EXERCISE DIRECTIONS: Please translate this sentence from the article on young adults and sincerity in online dating into Spanish: "Some people take his snark seriously, but those people don’t get a response from him."

DOCUMENT SECTION:

= Beginning of Section =

When it comes to online dating, Giovanni Wolfram, a 25-year-old living in Santa Fe, New Mexico, isn’t all too worried about whether his fellow dating app users will find him attractive. Rather, his biggest fear is that he might come off as “cringey.”
“You can get away with being ugly,” Wolfram says. “But being cringey is just like—that’s a character that’s imprinted on you.” Since he first joined Hinge at 18, he has worked hard to scrub his profile of sincerity. He’s kept his responses to Hinge’s prompts sarcastic and ironic, sort of as a litmus test. Some people take his snark seriously, but those people don’t get a response from him.
“Intellectually, I’m really all about sincerity and earnestness,” says Wolfram, but he worries about “being perceived as one of those guys who is too earnest and too sincere.”
Sincerity, earnestness, irony-free declarations of contentment—these are all things many young adults edit out of their online personas. Much of what Gen Z considers “cringe” might strike others simply as directness and honesty, but one generation’s authenticity is another’s red flag. Young adults’ tendencies toward lightheartedness and jokes in their online self-presentation may point to the way many of them are dealing with feelings of vulnerability and disillusionment.
Jordan Meisel, a New York psychologist whose clientele includes college students and twentysomethings, has noticed the demographic’s reluctance toward sincerity. “I think there’s just an awareness that it’s far more vulnerable to create a persona that feels accurate to who you are as opposed to who you think you’re supposed to be or who you’d like to be,” she says.

= End of Section =

RECORDED DATA:

= Beginning of Section =

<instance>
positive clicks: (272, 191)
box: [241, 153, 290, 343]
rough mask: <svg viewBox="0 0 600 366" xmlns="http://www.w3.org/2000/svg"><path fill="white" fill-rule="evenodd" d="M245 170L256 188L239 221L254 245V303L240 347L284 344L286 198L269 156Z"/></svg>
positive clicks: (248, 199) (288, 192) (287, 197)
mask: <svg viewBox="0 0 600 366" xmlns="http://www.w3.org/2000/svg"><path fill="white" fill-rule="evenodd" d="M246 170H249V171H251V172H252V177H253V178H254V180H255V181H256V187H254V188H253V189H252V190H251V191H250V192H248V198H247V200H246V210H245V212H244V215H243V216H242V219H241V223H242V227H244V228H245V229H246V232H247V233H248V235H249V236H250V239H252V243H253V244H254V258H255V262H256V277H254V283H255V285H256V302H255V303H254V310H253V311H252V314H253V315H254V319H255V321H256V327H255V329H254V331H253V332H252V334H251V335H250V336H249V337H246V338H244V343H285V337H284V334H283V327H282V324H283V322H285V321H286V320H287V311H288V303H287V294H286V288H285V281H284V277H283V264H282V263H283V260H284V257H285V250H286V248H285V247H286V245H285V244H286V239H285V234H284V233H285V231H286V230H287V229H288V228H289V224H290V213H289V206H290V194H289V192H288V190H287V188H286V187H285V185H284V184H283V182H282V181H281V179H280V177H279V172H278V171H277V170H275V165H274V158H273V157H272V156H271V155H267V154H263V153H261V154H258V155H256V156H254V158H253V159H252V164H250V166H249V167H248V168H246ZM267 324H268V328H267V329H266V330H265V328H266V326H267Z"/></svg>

= End of Section =
= Beginning of Section =

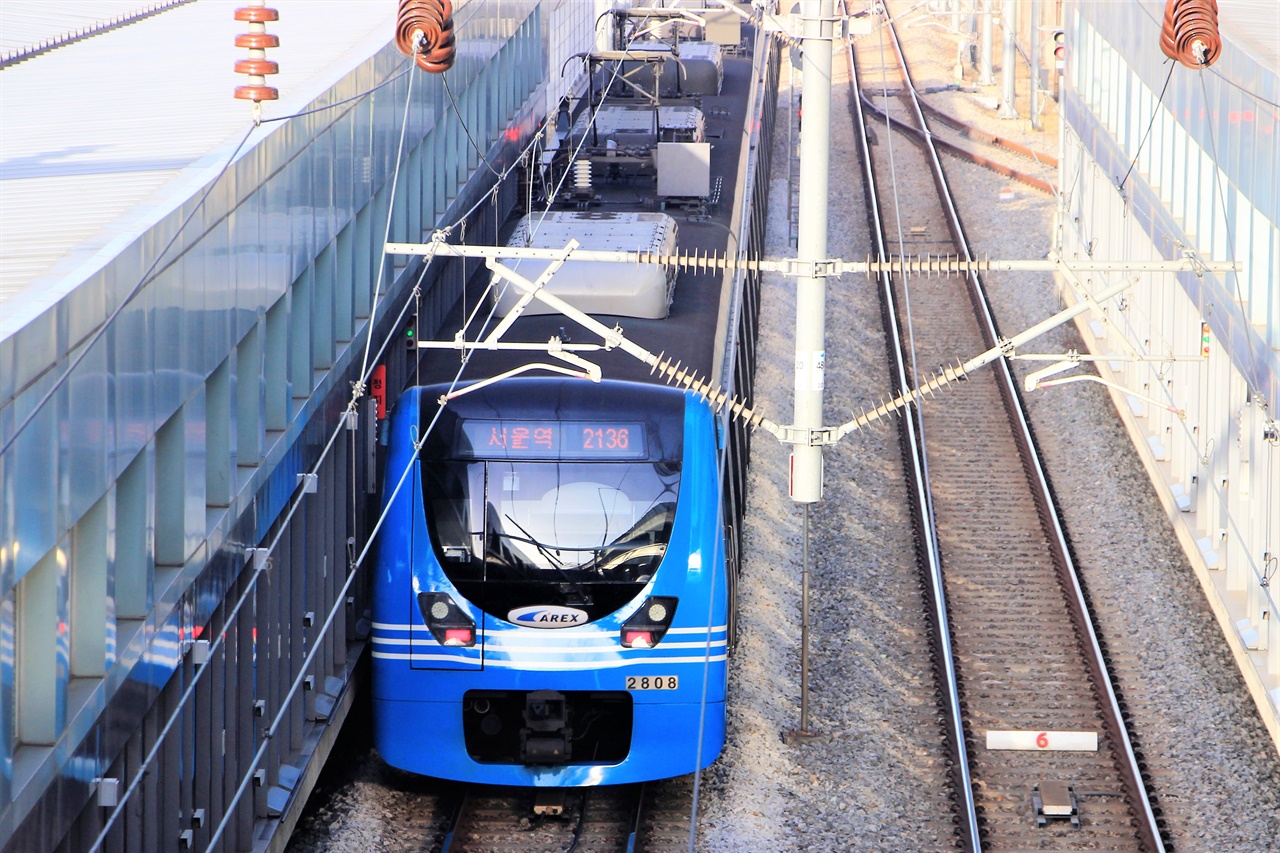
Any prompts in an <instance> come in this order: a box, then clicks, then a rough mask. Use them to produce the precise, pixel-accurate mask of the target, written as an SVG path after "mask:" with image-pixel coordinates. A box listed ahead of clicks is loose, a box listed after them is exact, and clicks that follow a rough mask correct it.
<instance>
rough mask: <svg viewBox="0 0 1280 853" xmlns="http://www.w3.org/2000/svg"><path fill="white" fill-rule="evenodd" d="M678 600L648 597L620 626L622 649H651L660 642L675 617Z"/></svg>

= End of Section =
= Beginning of Section =

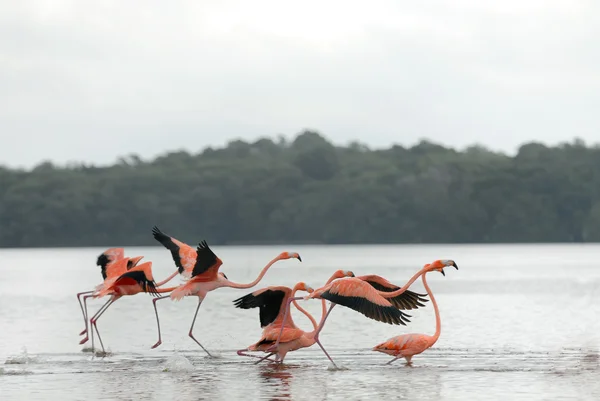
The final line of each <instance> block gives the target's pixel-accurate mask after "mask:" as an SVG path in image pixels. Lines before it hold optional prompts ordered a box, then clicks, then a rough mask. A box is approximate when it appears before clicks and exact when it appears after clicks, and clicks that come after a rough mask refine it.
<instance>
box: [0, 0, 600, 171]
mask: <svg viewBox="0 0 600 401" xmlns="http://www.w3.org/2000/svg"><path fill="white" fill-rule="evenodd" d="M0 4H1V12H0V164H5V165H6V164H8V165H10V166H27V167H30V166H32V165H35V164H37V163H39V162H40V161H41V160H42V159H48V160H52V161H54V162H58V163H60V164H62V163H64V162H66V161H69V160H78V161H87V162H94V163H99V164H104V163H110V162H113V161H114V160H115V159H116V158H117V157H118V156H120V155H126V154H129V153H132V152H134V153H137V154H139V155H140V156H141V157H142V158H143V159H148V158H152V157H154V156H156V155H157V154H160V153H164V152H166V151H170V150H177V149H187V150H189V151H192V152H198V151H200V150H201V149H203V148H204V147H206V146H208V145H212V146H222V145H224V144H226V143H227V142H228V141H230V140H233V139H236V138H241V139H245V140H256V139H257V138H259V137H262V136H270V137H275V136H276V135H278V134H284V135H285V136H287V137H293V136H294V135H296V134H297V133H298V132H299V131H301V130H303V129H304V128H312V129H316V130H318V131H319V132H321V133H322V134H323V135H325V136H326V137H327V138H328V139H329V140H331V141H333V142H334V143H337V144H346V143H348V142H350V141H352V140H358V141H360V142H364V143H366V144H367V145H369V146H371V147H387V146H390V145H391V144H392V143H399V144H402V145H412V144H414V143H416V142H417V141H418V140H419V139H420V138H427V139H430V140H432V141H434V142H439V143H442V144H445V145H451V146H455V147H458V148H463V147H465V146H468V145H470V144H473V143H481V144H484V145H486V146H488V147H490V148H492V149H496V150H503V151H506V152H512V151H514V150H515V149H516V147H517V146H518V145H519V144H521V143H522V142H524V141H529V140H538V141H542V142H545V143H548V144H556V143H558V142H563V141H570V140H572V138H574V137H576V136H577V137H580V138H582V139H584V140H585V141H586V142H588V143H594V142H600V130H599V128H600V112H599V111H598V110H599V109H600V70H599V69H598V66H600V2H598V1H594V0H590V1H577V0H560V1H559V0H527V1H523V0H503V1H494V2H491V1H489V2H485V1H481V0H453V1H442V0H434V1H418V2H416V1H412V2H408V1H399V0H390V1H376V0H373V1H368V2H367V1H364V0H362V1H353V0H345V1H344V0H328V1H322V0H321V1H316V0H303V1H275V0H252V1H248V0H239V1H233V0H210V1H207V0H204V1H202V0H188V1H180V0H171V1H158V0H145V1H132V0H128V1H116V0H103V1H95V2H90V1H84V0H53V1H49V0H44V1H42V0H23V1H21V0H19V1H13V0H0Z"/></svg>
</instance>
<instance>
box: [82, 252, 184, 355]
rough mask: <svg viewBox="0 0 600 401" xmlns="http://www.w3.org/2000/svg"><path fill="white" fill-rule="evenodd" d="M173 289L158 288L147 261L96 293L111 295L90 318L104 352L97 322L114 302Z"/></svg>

= End of Section =

SOLUTION TO THE EXERCISE: Algunas personas se toman en serio su sarcasmo, pero esas personas no reciben respuesta de él.